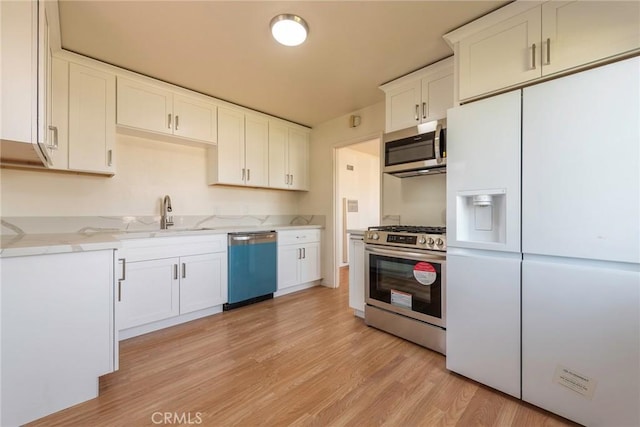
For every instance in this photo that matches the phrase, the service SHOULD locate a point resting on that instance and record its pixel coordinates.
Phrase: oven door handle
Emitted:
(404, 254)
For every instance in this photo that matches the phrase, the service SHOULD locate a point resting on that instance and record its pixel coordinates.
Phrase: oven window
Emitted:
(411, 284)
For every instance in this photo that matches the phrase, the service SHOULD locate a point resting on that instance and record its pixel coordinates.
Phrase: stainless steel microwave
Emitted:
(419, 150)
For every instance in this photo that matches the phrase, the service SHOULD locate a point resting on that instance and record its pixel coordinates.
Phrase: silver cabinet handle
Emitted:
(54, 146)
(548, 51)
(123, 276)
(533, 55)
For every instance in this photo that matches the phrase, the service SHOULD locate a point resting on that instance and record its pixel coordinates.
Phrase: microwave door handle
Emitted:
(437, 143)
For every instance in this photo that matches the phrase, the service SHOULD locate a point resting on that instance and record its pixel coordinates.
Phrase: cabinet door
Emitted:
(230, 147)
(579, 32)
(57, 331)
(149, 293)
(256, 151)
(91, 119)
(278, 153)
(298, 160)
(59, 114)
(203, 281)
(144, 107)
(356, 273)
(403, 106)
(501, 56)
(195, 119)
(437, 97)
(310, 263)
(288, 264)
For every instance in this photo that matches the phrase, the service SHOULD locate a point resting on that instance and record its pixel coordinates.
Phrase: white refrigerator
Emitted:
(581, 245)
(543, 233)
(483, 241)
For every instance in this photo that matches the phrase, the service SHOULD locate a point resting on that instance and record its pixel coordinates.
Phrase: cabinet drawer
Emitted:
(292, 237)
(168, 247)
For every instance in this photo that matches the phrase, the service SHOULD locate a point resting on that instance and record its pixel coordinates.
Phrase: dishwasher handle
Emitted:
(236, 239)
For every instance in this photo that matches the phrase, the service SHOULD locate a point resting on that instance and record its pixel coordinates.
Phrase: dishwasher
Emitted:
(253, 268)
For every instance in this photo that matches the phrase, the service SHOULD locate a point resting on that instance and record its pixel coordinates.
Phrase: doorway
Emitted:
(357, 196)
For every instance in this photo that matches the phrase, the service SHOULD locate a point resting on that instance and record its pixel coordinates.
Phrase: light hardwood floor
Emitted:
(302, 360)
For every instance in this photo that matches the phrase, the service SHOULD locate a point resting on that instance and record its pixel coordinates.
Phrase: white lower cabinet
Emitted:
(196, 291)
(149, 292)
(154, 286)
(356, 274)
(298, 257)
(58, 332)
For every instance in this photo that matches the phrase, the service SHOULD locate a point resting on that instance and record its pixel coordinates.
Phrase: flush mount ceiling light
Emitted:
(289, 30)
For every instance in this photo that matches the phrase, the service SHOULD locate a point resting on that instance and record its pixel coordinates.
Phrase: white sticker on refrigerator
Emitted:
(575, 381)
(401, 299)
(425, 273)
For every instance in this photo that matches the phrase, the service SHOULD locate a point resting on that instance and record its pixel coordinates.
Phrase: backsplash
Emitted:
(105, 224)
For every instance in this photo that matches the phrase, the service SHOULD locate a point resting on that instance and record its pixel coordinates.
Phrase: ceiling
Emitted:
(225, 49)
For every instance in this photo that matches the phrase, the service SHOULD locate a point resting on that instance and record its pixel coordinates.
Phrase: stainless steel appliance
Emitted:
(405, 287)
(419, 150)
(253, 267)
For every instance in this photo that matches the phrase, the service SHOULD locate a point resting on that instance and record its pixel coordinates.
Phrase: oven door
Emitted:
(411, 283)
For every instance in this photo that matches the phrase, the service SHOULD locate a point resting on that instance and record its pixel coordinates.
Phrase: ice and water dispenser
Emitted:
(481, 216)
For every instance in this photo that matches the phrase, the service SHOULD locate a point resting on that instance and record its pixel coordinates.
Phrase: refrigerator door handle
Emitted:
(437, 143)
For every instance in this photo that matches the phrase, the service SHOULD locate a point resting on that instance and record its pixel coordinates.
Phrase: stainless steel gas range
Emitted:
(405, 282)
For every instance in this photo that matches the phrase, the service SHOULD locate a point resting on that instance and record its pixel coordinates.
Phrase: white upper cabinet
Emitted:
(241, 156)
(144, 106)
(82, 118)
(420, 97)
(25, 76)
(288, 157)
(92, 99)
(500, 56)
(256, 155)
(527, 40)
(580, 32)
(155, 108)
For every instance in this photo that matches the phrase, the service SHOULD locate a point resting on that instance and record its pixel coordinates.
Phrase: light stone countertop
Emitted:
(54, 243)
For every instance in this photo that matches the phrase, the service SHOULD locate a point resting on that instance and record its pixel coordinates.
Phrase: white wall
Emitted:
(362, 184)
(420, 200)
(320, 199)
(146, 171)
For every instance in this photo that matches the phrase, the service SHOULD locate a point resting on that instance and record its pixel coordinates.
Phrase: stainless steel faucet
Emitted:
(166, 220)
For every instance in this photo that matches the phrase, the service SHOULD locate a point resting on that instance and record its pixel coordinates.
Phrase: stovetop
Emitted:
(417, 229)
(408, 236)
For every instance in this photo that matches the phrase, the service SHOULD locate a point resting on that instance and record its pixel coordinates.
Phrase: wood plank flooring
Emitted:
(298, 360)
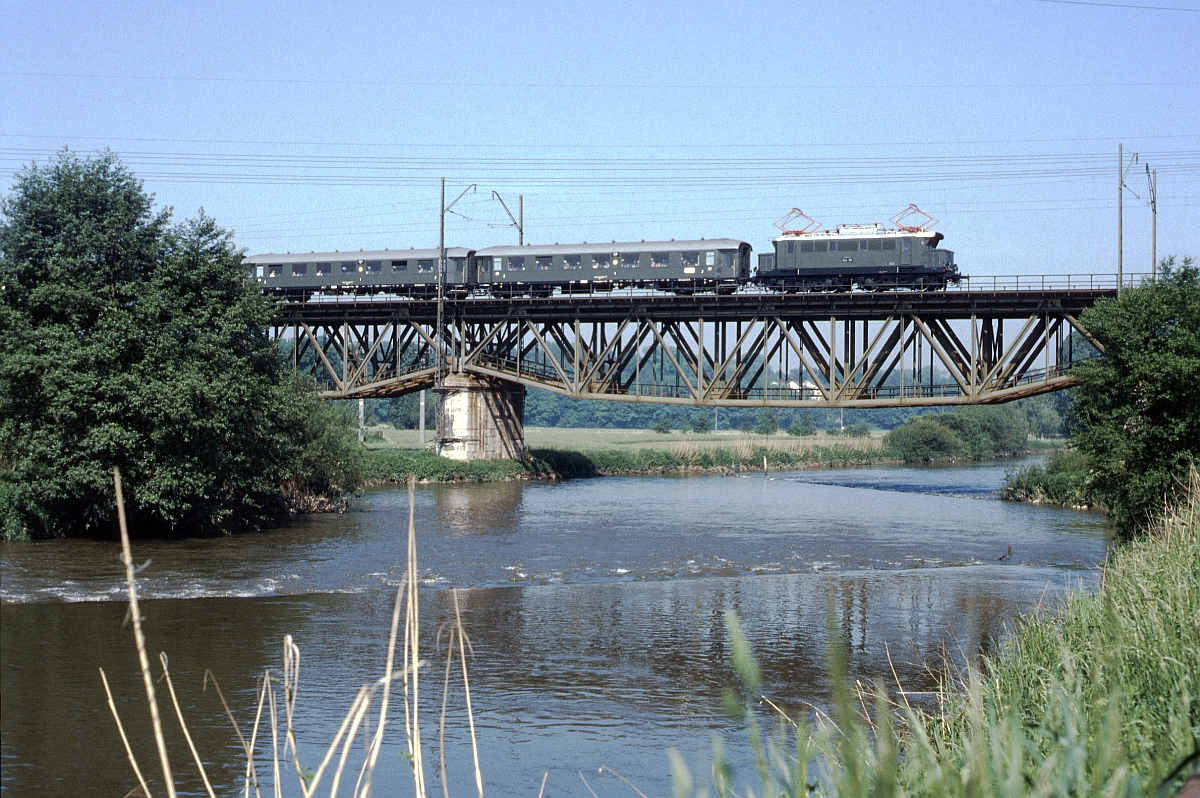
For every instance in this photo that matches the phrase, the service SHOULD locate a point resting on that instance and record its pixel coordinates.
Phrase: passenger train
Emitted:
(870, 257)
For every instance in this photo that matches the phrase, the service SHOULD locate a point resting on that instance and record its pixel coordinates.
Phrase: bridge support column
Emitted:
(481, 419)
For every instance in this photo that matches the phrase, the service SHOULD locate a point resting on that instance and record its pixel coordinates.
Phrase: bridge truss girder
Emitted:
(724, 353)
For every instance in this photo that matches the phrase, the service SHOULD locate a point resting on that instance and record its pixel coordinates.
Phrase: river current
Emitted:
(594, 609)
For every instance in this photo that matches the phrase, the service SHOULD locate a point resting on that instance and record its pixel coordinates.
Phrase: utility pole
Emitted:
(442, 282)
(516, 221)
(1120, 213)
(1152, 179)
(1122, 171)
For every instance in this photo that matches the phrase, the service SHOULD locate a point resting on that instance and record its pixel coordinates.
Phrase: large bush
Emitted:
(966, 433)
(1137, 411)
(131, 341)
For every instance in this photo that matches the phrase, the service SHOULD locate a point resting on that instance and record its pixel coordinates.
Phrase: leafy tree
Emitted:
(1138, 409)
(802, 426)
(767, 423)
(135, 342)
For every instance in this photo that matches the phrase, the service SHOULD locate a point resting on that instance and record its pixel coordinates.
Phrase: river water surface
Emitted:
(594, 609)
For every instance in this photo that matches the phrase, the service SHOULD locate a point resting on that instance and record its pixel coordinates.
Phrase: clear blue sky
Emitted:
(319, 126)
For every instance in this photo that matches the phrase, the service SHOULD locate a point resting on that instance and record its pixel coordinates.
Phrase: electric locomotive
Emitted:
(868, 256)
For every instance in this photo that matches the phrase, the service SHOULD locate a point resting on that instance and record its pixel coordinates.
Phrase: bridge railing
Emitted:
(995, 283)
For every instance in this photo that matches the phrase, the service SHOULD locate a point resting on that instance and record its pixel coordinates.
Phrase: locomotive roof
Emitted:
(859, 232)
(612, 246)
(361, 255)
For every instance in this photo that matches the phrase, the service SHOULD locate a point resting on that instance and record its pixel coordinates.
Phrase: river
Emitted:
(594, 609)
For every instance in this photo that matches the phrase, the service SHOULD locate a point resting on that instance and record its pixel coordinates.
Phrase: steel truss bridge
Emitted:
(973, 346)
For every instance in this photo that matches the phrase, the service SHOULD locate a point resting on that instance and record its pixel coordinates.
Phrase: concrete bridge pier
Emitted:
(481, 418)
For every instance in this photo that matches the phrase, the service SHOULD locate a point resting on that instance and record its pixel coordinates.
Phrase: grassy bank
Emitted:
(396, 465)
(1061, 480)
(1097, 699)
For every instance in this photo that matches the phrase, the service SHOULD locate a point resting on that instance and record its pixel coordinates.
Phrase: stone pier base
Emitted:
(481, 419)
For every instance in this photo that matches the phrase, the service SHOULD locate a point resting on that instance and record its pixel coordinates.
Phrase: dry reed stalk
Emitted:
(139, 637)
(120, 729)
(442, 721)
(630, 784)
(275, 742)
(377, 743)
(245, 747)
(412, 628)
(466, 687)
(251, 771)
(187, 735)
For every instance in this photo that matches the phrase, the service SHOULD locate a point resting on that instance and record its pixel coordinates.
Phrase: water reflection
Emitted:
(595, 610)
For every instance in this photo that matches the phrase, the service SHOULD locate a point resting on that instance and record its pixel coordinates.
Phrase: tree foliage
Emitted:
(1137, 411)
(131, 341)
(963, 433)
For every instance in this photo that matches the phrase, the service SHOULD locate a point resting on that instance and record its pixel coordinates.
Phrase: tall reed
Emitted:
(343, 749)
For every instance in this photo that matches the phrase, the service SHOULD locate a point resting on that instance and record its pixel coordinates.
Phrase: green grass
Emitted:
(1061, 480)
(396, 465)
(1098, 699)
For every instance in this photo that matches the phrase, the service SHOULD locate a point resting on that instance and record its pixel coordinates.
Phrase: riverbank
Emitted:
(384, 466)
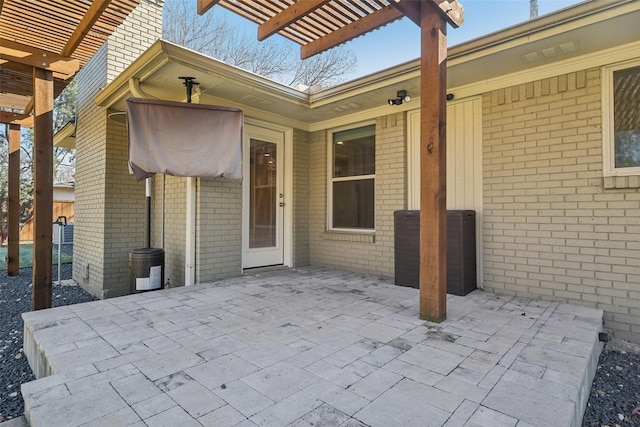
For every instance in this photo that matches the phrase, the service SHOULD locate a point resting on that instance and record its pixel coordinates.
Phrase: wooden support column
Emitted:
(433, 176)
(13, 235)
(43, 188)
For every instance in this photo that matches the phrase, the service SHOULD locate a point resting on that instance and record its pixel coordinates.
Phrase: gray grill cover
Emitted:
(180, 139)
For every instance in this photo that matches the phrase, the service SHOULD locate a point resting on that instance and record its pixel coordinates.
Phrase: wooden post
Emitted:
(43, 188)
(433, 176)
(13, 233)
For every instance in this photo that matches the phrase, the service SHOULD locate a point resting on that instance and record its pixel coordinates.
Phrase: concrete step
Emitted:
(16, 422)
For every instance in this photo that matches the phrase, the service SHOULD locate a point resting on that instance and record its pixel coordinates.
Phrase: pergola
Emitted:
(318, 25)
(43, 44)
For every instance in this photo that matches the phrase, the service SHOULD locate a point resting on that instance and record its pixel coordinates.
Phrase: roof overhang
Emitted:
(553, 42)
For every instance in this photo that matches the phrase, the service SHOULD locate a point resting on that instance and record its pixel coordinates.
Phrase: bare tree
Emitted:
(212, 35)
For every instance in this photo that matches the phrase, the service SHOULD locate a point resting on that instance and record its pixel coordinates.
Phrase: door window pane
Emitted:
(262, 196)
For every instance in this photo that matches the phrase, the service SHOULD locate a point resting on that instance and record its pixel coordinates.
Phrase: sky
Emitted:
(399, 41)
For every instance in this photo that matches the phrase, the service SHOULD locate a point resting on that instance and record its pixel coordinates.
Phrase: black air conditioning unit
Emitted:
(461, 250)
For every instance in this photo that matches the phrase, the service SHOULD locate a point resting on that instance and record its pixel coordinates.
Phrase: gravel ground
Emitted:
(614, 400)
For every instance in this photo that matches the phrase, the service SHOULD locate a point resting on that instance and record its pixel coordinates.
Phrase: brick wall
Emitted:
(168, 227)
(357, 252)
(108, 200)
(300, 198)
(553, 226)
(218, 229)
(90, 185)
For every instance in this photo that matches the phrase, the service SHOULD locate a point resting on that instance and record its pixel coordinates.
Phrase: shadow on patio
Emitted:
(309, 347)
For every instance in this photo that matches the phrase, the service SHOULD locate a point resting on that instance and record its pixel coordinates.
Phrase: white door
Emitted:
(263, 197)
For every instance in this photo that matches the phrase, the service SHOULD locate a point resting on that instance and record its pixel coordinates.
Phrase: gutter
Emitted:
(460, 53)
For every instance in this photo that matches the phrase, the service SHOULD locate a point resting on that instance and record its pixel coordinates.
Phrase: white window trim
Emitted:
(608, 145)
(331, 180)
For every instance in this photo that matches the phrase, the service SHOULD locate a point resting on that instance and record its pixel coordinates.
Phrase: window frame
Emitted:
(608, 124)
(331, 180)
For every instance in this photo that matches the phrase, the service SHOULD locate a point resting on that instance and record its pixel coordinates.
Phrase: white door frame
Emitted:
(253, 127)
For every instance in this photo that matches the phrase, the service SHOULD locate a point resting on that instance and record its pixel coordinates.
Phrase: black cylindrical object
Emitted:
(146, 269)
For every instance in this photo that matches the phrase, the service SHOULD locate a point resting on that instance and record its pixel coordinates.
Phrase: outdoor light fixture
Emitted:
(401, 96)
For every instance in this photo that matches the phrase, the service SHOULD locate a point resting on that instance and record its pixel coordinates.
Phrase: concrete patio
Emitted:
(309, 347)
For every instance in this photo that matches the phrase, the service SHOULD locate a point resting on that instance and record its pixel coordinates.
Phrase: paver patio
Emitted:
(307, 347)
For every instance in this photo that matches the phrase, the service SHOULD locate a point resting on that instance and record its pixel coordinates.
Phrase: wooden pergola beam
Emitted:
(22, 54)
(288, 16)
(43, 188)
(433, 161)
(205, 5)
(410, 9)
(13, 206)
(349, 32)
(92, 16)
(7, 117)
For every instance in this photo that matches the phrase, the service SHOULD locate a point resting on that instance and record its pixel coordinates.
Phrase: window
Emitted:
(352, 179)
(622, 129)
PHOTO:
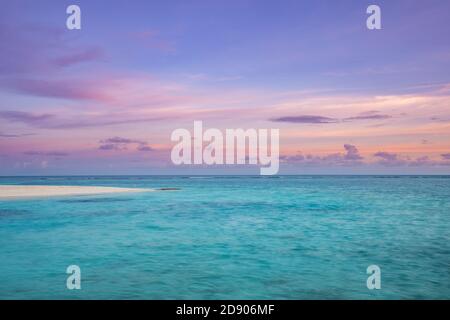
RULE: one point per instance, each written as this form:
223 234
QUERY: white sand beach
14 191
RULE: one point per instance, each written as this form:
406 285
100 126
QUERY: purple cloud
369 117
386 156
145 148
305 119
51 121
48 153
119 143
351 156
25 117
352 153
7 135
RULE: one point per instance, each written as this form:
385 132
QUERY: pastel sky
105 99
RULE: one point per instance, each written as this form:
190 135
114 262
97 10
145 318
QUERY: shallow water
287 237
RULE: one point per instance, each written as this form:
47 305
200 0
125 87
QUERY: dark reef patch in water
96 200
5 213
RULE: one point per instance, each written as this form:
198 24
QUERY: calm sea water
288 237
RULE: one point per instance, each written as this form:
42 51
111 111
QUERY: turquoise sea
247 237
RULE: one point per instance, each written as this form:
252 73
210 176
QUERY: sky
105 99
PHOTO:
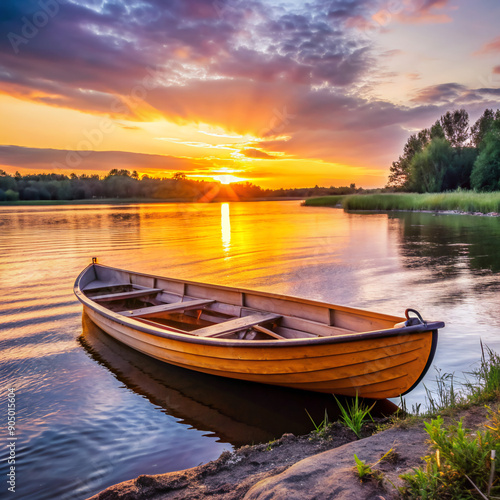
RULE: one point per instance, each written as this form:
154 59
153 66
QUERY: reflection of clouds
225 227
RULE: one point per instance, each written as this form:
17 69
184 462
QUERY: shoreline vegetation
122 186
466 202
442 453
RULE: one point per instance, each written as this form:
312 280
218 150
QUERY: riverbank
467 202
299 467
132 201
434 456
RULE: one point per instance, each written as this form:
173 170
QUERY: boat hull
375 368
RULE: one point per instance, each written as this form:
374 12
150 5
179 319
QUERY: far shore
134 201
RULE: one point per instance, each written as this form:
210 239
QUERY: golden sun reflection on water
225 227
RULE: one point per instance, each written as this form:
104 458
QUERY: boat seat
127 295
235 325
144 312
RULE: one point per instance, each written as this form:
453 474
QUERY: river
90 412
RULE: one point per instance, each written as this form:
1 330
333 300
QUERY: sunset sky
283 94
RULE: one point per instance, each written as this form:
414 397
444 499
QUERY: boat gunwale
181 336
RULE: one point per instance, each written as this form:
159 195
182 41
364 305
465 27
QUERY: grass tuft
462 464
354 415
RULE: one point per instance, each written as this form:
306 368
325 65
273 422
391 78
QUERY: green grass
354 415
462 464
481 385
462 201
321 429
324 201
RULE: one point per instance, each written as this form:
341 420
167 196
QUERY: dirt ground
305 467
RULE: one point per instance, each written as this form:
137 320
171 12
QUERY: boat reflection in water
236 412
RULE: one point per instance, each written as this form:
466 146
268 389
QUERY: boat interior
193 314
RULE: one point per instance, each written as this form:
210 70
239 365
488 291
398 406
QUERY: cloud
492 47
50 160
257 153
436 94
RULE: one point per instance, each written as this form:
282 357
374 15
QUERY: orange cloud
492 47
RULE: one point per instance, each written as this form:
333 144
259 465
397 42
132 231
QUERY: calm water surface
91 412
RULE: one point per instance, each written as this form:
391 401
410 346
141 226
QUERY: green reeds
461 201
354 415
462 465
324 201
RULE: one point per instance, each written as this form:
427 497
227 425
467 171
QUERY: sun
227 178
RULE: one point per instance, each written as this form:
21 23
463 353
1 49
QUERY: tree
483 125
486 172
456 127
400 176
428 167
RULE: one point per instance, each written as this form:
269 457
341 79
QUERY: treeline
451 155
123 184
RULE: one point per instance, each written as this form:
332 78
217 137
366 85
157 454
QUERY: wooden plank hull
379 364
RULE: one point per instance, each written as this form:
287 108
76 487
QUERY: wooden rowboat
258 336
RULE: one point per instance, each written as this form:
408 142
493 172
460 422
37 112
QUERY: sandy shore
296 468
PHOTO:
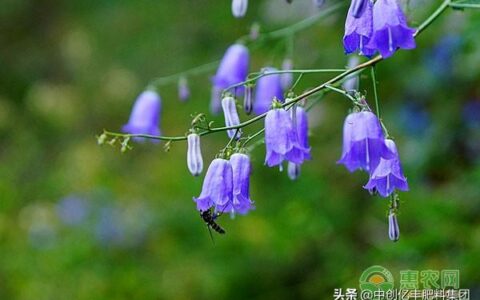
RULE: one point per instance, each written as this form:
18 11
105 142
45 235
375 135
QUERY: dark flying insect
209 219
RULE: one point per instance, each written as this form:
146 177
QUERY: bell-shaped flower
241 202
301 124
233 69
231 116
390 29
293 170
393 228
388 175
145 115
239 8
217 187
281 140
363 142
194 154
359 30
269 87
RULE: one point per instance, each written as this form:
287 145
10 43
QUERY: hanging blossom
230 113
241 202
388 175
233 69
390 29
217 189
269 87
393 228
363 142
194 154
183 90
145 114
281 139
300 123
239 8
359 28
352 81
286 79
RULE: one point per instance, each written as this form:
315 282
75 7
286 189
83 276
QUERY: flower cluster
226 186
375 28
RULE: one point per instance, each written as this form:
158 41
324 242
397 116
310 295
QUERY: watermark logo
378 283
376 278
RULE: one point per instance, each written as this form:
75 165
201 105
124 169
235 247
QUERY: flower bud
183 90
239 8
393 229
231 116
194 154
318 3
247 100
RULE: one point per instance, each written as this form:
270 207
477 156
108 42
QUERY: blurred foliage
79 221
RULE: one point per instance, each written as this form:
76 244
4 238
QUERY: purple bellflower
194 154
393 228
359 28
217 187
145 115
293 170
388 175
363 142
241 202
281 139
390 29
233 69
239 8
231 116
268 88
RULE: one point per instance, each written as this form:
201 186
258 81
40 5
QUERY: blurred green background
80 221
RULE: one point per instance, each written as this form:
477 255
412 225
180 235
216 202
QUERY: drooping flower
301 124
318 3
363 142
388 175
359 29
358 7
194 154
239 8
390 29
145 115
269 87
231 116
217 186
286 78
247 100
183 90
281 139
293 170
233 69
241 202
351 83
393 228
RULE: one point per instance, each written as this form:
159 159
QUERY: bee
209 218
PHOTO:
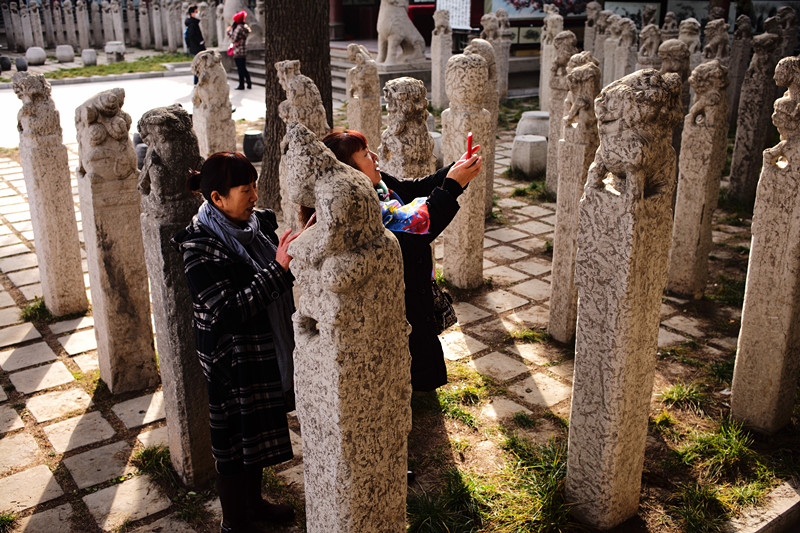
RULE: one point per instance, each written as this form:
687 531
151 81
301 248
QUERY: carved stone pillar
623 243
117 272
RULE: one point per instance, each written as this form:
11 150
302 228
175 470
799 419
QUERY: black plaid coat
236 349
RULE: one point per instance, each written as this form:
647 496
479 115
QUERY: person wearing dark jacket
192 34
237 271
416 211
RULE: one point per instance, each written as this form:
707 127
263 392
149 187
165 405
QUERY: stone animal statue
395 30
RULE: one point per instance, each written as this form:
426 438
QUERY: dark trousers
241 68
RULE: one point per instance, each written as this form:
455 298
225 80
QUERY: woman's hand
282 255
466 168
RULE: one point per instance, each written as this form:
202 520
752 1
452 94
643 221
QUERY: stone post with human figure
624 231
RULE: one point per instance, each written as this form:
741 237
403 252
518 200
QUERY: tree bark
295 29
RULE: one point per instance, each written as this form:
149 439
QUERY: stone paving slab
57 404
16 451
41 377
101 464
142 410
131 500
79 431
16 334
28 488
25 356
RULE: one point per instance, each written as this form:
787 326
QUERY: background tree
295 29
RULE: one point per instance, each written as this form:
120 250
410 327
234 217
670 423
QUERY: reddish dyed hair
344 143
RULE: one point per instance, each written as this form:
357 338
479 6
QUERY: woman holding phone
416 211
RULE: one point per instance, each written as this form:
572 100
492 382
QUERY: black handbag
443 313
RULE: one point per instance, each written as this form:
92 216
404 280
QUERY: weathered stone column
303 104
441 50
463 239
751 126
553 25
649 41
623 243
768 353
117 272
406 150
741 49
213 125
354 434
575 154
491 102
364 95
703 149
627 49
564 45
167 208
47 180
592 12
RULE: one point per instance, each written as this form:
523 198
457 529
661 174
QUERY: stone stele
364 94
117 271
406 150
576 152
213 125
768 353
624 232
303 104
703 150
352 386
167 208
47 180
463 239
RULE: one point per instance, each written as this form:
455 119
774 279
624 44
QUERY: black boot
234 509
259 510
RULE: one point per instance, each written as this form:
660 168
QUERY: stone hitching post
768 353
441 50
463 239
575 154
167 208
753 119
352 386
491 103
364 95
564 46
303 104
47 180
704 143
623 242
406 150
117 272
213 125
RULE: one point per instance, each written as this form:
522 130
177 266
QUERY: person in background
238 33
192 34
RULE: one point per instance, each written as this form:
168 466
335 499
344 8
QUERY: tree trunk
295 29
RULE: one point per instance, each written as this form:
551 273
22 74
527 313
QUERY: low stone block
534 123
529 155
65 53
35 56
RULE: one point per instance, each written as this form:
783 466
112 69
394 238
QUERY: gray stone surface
+ + +
What is needed: Which lines in the records above contain the string "steel"? Copy each one.

The completed task:
Phrase: stainless steel microwave
Phrase: stainless steel appliance
Phrase: stainless steel gas range
Phrase: stainless steel faucet
Phrase: steel truss bridge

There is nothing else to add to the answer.